◆ EXERCISE: The expected output is the data itself, duplicated in full.

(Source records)
[Start of Attachment]
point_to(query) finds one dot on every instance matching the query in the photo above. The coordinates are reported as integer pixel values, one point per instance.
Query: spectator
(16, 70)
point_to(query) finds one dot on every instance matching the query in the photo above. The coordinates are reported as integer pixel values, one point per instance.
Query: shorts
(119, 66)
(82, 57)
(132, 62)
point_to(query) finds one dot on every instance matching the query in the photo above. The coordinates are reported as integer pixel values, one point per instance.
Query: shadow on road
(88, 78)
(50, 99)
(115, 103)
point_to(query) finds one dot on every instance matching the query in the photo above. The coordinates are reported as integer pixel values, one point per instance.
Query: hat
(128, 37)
[End of Attachment]
◆ WRITTEN ANSWER:
point_to(query) finds one dot on every instance matching the query in the photo above. The coordinates are reported as integer pixel values, one point per instance.
Query: spectator
(16, 70)
point_to(query) finds one dot on every instance matching the query in the photo above. The coordinates are reported as integer pixel values, one point per instance.
Query: shorts
(119, 66)
(82, 57)
(132, 62)
point_to(query) finds one dot on every instance matching the query in the photo above. The coordinates are reported as integer pixel values, one point per instance.
Query: shadow on road
(88, 78)
(50, 99)
(115, 103)
point_to(query) finds one dot on every instance matching the query in the photo above. The coordinates are reported as integer pixel values, one point per instance.
Query: hat
(128, 37)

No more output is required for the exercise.